#### [Provided passage]
----------
Here's how those infamous, bonkers photos of Paul Ryan fuckin' shredding it at the gym came to be
Few political photographs of the modern era have sparked more obvious, Marie Kondo-esque joy in viewers of a certain sensibility than the Paul Ryan gym photos. You know the ones: They depict the former House speaker/vice-presidential candidate/sentient mannequin brought to life by Andrew McCarthy’s love gym-ing it up in some sort of existential yearbook photo void, pumping iron with a dedicated rictus of determination that we might otherwise associate with a Muppet who’s been confronted with the grim inevitability of its own painful death. The backwards baseball cap completes the look, assuring viewers that this is a guy who fucks—but only when his reps are done, and after Jesus has dutifully signed his permission slip.
----------
#### [Supplied material]
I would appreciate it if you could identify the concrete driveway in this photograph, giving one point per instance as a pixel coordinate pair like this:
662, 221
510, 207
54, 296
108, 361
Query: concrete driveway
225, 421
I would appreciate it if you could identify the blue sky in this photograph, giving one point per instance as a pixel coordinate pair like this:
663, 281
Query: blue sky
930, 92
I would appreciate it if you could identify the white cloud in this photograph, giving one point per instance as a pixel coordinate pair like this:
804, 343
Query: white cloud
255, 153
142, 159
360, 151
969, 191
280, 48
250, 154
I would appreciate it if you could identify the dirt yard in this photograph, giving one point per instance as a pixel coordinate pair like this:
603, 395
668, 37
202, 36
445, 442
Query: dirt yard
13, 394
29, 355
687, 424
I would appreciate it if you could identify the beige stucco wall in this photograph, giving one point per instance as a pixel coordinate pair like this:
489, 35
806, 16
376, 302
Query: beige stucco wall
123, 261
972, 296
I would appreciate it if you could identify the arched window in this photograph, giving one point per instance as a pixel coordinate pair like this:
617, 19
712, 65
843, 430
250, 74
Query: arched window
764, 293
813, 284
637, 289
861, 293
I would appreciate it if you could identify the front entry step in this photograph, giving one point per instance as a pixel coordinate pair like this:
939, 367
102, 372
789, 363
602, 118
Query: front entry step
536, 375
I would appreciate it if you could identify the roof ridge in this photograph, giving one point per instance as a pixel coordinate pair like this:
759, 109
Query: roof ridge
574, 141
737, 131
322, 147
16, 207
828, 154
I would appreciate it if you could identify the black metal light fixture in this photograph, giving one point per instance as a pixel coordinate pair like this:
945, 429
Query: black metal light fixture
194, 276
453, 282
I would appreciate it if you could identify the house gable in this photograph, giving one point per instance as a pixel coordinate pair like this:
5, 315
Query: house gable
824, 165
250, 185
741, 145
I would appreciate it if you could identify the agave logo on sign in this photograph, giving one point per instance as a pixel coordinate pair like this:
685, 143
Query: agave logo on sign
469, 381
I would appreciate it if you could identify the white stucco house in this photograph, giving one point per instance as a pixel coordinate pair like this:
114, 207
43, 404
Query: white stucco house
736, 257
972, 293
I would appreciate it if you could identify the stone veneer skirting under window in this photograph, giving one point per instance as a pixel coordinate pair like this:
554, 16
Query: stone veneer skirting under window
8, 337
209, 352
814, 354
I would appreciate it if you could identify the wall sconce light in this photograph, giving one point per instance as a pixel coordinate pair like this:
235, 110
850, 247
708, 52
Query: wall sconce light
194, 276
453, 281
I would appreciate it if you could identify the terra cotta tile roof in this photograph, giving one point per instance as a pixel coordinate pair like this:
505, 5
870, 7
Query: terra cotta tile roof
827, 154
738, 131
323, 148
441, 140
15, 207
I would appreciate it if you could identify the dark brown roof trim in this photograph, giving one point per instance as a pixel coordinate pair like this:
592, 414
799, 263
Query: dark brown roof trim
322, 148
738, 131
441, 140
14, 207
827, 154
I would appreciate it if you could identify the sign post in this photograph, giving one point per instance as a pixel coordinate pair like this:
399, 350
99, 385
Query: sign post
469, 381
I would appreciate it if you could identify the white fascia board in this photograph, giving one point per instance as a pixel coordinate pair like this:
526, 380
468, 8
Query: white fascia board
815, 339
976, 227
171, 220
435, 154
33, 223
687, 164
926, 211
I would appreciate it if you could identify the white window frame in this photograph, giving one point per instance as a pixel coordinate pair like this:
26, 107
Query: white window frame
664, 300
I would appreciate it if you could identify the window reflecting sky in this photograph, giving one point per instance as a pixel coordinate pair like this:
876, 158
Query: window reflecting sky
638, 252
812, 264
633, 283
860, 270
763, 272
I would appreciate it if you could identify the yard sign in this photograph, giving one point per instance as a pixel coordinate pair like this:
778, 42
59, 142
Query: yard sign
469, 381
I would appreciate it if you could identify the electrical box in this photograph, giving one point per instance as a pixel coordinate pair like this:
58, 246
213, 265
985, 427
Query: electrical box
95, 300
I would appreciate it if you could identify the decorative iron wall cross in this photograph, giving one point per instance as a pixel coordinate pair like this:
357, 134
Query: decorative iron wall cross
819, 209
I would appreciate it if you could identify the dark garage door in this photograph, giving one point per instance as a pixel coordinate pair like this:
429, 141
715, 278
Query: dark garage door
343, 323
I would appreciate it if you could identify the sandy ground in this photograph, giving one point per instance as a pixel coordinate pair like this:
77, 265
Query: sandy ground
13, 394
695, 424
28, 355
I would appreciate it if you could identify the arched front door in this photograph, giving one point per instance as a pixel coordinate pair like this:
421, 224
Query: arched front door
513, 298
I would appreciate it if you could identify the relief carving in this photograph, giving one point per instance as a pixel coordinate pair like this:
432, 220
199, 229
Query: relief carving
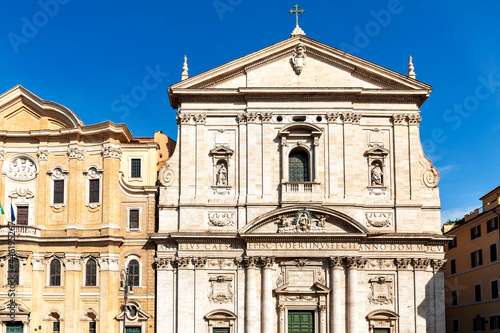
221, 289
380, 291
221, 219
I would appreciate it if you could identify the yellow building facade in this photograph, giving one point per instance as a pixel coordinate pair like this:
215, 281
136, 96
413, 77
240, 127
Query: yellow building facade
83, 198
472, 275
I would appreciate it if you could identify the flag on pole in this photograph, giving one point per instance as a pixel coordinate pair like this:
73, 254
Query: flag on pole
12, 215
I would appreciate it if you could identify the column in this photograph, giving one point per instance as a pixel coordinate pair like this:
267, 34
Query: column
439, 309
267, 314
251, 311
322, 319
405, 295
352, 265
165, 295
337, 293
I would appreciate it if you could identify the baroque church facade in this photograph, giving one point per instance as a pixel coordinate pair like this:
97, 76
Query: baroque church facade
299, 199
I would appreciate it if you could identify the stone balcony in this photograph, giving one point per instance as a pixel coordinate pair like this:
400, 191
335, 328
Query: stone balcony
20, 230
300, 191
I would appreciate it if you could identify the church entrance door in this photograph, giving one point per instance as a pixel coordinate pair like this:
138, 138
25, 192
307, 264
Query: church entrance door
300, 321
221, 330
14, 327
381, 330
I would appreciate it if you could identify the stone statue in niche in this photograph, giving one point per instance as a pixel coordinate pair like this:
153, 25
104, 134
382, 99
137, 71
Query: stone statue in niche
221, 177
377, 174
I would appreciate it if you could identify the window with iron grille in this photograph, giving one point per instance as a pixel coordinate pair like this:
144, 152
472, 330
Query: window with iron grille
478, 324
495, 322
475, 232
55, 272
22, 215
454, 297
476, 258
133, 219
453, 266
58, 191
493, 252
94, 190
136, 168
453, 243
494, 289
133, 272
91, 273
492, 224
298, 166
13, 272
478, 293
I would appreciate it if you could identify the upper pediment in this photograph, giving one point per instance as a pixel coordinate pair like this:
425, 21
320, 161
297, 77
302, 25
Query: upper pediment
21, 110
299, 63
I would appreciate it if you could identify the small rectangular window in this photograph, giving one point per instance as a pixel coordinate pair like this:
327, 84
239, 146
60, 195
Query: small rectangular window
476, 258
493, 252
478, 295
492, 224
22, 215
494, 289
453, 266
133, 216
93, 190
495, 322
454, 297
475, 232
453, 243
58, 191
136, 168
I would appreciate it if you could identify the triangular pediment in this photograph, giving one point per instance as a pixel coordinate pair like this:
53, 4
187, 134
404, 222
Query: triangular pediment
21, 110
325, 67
----------
#### [What you will do]
1. Translate into Spanish this sentence from the passage about the Paul Ryan gym photos: "Few political photographs of the modern era have sparked more obvious, Marie Kondo-esque joy in viewers of a certain sensibility than the Paul Ryan gym photos."
2. Name every person mentioned by name in the passage about the Paul Ryan gym photos.

#### [Solutions by task]
1. Pocas fotografías políticas de la era moderna han provocado una alegría más evidente, al estilo de Marie Kondo, en espectadores de cierta sensibilidad que las fotos de Paul Ryan en el gimnasio.

2. Paul Ryan, Marie Kondo, Andrew McCarthy, Jesus